DATA EXTRACT START

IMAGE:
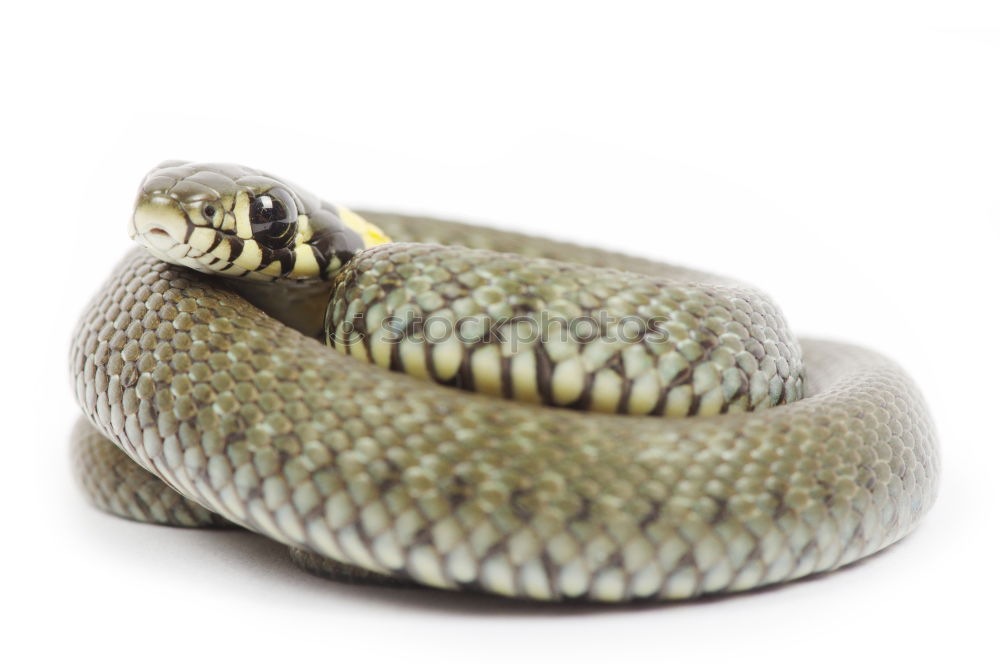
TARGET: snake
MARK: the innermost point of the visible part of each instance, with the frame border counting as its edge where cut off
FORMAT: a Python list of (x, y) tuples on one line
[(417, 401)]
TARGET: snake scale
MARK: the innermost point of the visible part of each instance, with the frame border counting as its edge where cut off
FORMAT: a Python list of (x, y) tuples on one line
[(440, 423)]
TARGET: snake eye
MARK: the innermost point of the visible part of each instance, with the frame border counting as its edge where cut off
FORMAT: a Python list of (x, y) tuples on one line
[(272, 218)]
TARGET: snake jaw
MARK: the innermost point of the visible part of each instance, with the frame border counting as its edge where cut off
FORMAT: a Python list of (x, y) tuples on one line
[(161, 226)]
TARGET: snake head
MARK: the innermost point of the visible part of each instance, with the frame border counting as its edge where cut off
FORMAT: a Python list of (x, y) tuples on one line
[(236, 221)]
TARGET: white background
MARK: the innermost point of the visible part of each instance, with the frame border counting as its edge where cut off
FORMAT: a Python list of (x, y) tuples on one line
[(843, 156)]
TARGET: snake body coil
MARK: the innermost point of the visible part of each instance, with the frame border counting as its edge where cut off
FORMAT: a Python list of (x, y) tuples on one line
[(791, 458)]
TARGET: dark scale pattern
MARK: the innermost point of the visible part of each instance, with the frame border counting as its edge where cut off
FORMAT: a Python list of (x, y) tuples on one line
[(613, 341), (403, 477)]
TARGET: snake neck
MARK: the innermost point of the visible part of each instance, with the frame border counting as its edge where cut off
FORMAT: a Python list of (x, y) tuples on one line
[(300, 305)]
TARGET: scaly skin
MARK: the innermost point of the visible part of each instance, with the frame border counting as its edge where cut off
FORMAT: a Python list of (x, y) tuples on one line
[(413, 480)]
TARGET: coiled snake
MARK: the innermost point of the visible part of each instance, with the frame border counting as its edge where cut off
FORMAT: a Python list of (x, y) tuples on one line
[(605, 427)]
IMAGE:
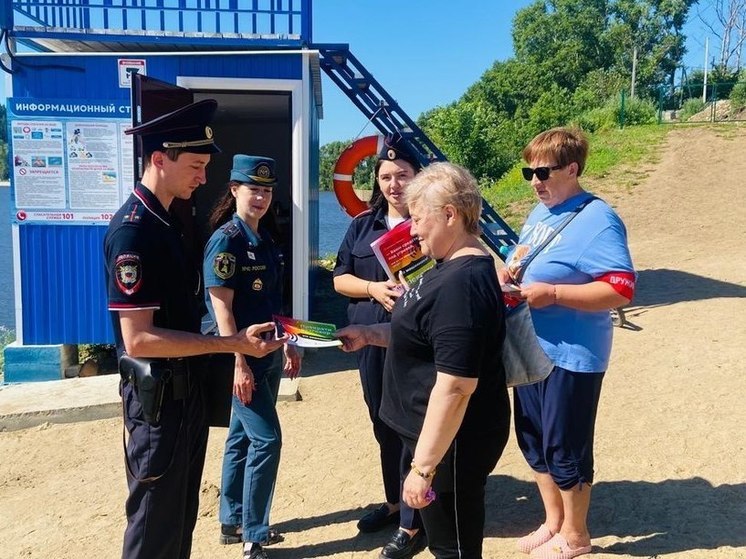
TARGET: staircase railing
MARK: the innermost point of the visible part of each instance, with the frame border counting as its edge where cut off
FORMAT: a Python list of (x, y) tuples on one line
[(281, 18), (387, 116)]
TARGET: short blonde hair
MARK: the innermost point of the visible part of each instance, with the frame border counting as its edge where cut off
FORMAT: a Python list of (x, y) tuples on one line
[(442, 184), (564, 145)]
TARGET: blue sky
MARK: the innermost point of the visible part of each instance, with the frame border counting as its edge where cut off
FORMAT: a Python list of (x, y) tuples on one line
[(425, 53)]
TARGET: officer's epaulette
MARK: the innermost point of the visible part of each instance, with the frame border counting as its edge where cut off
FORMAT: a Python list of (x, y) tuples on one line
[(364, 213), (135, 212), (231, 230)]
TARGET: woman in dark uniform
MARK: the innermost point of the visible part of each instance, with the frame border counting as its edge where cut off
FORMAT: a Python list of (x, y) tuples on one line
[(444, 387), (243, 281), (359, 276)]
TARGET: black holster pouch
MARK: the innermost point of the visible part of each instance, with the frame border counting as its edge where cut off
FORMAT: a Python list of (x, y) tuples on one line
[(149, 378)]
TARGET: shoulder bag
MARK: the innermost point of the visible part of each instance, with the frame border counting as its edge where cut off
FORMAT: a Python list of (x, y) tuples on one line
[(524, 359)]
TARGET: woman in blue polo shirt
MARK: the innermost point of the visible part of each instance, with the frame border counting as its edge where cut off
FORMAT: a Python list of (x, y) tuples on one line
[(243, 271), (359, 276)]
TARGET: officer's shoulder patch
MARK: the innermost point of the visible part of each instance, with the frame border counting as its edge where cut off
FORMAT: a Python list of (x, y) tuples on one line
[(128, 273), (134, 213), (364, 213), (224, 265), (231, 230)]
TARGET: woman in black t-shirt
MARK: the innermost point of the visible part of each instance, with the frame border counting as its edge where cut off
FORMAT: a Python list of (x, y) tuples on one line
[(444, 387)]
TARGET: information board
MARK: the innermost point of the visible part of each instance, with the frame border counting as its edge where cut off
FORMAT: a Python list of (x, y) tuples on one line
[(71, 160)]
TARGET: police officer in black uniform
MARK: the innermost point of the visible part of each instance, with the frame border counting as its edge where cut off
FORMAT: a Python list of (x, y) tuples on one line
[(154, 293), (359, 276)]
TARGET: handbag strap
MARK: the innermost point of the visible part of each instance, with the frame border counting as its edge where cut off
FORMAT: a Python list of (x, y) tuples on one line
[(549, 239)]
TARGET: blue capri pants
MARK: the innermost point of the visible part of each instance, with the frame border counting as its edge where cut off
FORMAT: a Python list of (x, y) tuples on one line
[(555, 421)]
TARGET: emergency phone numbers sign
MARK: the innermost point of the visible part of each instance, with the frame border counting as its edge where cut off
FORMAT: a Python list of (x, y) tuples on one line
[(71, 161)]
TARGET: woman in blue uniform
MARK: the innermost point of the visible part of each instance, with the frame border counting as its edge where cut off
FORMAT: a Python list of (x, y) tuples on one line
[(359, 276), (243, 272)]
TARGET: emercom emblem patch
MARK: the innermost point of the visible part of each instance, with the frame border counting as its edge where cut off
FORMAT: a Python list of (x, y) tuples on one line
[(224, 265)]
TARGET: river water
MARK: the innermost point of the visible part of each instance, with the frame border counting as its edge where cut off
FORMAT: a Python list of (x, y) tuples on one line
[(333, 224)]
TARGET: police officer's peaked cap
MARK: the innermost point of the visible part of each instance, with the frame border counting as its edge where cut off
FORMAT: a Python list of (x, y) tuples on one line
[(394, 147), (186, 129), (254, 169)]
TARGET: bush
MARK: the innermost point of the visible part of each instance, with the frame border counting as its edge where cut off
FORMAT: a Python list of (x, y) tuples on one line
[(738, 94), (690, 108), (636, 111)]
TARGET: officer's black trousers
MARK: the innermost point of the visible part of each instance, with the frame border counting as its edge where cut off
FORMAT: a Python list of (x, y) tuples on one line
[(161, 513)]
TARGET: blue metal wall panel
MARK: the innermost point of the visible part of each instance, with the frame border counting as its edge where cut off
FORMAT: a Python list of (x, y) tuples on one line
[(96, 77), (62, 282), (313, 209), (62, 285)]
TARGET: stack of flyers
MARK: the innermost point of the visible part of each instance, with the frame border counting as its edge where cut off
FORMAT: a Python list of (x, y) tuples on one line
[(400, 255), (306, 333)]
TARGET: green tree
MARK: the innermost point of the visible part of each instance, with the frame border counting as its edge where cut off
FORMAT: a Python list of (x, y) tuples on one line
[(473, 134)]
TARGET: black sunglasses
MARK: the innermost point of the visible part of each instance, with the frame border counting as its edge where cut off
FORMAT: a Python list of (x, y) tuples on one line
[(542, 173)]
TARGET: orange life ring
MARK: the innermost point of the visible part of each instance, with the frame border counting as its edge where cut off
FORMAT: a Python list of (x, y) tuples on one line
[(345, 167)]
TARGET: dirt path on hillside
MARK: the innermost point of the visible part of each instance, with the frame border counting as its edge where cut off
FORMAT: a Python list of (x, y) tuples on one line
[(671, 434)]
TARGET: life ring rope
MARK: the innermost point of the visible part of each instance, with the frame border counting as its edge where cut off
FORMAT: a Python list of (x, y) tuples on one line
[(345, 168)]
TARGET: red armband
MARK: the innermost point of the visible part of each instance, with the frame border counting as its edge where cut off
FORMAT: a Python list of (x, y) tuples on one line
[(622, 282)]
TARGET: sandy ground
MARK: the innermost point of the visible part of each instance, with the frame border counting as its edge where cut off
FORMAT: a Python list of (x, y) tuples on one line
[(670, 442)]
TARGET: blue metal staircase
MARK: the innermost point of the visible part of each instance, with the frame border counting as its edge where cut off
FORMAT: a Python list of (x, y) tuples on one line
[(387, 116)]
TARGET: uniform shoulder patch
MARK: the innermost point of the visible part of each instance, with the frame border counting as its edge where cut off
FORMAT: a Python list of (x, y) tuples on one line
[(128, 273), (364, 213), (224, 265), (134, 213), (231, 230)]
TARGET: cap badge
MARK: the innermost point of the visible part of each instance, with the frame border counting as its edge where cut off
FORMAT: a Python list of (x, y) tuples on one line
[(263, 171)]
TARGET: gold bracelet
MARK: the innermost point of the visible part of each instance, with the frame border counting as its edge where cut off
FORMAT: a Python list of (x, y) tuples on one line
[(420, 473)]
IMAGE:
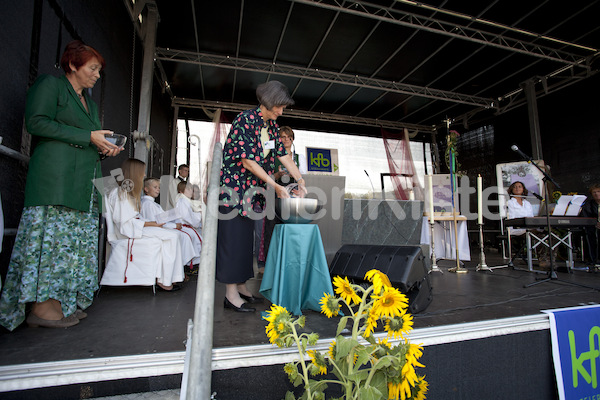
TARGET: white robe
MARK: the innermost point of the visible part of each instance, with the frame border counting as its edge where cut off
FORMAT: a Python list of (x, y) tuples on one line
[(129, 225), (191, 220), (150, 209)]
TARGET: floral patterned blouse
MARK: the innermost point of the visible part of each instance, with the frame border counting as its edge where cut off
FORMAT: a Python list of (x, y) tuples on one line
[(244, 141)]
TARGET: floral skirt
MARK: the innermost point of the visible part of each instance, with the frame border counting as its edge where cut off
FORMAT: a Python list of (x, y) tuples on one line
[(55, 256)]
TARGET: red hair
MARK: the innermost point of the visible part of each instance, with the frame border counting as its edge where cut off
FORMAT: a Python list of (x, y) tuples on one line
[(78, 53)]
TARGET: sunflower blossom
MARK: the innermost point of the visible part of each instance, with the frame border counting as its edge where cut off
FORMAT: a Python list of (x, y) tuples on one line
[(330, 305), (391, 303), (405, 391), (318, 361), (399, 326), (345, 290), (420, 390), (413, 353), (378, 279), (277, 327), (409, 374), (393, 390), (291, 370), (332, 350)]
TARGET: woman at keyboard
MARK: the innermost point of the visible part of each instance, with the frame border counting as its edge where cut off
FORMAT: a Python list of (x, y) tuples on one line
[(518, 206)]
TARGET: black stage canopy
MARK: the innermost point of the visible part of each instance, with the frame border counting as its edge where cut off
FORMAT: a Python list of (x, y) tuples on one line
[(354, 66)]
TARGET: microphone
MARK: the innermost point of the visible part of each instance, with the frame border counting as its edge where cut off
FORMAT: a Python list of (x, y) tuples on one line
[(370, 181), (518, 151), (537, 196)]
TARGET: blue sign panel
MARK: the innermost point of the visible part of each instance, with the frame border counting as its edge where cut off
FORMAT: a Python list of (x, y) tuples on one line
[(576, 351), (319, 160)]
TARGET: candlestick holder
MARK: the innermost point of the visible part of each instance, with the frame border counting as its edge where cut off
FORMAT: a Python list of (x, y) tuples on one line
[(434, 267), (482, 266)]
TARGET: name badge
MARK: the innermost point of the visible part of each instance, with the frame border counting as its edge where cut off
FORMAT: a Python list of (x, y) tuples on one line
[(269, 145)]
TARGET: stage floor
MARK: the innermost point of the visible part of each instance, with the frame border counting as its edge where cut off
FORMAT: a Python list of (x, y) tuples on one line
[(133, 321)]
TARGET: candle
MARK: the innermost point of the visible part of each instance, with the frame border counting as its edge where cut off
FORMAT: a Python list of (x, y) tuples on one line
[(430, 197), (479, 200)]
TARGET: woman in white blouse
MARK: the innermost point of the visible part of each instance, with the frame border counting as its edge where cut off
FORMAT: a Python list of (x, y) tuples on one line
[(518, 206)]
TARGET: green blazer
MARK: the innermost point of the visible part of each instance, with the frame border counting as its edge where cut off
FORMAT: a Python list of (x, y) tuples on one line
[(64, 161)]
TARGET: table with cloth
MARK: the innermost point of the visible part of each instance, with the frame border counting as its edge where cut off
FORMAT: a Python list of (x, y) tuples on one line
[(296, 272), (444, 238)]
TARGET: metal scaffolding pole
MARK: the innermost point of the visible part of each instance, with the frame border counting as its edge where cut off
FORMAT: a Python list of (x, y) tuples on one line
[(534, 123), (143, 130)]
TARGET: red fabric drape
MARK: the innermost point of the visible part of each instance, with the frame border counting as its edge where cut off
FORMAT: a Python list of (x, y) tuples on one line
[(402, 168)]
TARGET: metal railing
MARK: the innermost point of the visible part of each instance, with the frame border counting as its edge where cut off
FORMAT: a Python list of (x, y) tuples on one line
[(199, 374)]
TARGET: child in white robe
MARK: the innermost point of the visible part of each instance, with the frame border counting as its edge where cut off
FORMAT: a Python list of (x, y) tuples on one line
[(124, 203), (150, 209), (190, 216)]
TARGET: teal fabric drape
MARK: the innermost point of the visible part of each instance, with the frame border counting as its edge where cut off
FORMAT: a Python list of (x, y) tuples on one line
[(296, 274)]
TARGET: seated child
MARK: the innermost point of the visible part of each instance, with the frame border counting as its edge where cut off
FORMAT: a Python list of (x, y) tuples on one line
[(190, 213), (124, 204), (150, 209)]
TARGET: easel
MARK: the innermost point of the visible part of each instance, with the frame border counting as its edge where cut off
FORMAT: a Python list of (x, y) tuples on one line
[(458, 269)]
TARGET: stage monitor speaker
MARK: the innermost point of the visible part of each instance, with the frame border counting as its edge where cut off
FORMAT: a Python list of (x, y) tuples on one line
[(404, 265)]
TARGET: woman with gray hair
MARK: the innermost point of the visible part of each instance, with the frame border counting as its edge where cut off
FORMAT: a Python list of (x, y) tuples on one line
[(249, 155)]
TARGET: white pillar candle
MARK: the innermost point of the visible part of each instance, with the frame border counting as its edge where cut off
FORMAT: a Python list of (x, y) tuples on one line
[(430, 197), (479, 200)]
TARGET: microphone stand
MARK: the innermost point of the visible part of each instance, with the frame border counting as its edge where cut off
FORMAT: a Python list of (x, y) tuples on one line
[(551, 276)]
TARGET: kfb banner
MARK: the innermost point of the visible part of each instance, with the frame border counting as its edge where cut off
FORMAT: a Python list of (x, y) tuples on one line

DATA EXTRACT END

▸ GOAL OF THE EXERCISE: The answer is the lines above between the line holding "TARGET: microphone stand" and the line holding "TARGET: kfb banner", inclusive, each written out exactly, and no others.

▸ ANSWER SPACE:
TARGET: microphone stand
MARK: the innermost point of the visible part of each instance, with the frame border counting as its edge where cut off
FORMAT: a Python list of (x, y) tuples on one line
[(551, 276)]
TARGET: kfb banner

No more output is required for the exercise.